* START Excerpted passage *

You are viewing a plain text version of this content. The canonical link for it is here.
Posted to dev@asterixdb.apache.org by mingda li <li...@gmail.com> on 2016/10/31 18:16:32 UTC

About the Multiple Join Optimization on AsterixDB

Dear all,

Hi, I am working on multiple join on Hyracks level. I am not sure if I do
the multiple join on AsterixDB, whether it will optimize the query by
changing the join order or just execute according to how we write the
query. I think this may not be done in Algebricks level based on rule but
not sure.

Bests,
Mingda

Re: About the Multiple Join Optimization on AsterixDB

Posted by mingda li <li...@gmail.com>.
Yeah, actually, I have tested the multiple join on TPCDS dataset (1g) on
UCLA‘s AsterixDB cluster (16 nodes).

* END Excerpted passage *
* START Recorded data *

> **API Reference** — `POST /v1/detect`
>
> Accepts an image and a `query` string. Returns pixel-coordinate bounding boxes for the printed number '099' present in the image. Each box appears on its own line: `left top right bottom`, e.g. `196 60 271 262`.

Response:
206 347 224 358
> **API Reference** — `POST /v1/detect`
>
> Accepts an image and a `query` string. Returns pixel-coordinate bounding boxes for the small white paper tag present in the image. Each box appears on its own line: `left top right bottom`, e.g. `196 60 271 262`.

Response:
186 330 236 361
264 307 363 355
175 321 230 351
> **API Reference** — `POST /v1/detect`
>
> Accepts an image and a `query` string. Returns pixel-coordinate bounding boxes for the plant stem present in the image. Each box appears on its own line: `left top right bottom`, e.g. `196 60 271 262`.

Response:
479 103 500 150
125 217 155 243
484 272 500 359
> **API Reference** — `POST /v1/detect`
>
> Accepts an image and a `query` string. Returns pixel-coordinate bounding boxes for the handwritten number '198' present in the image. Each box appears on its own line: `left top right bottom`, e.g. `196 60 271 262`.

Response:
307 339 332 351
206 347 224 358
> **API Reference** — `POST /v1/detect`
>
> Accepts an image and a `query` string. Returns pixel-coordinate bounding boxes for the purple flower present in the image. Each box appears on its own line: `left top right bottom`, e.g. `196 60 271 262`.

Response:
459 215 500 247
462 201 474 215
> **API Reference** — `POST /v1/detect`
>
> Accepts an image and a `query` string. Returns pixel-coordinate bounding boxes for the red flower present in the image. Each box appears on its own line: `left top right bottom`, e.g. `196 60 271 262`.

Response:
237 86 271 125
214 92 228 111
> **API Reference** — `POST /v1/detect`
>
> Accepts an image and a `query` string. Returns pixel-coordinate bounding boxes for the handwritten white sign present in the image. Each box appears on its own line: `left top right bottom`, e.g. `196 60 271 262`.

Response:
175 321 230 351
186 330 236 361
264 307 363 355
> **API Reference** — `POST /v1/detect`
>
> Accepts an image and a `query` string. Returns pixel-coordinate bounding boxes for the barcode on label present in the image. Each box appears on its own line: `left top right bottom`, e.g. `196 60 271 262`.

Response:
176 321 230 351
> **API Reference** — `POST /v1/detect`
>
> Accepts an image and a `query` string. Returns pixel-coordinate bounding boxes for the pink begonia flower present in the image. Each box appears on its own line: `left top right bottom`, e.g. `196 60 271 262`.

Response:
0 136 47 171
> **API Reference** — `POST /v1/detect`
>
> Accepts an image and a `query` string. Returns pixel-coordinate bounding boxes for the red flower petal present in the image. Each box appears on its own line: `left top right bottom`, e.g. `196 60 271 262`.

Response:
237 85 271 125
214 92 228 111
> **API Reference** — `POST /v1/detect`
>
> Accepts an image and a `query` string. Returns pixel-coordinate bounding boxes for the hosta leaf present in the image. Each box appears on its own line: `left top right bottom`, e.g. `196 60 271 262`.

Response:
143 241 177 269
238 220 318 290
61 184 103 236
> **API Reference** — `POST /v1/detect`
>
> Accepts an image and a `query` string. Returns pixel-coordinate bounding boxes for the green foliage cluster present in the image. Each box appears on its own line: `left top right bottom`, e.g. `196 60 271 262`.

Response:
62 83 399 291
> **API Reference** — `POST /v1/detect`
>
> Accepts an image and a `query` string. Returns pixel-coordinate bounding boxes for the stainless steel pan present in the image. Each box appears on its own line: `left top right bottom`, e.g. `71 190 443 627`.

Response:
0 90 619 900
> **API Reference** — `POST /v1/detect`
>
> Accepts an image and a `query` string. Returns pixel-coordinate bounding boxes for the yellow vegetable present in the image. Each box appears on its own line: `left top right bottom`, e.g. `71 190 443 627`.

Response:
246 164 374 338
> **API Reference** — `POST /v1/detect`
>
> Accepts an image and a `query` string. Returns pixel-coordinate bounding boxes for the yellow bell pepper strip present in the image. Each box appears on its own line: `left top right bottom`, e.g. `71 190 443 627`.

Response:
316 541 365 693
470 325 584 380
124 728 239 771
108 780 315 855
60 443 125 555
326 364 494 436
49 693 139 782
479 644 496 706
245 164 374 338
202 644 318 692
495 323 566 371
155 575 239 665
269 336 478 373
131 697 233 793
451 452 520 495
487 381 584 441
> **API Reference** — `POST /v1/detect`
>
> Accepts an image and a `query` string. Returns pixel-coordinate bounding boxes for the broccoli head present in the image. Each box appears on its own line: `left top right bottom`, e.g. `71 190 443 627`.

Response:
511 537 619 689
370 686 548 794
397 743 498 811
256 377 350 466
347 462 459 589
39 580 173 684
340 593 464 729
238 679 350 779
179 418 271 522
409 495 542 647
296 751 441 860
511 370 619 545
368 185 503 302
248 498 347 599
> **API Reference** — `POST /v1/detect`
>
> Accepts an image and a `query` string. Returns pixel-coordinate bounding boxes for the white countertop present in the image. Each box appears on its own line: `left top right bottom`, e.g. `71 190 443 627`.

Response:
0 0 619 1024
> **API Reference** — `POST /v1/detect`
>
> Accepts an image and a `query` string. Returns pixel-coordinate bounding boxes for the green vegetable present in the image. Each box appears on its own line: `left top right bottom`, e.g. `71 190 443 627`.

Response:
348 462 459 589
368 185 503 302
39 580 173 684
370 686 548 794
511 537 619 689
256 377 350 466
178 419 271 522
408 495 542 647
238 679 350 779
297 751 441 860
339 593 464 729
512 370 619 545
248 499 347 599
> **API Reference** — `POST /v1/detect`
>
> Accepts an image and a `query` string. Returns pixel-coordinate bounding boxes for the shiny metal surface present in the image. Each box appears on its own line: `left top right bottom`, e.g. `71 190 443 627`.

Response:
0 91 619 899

* END Recorded data *

## The tasks
A - Duplicate the join optimization thread starting at "Hi, I am working" and ending at "cluster (16 nodes).".
B - Answer these questions from the join optimization thread:
(i) At what level is the original poster working on multiple join?
(ii) Which dataset, and what size of it, was used to test the multiple join?
(iii) How many nodes does UCLA's AsterixDB cluster have?

## Correct answers
A -
Hi, I am working on multiple join on Hyracks level. I am not sure if I do
the multiple join on AsterixDB, whether it will optimize the query by
changing the join order or just execute according to how we write the
query. I think this may not be done in Algebricks level based on rule but
not sure.

Bests,
Mingda

Re: About the Multiple Join Optimization on AsterixDB

Posted by mingda li <li...@gmail.com>.
Yeah, actually, I have tested the multiple join on TPCDS dataset (1g) on
UCLA‘s AsterixDB cluster (16 nodes).

B -
(i) The Hyracks level.
(ii) The TPCDS dataset, at 1g.
(iii) 16 nodes.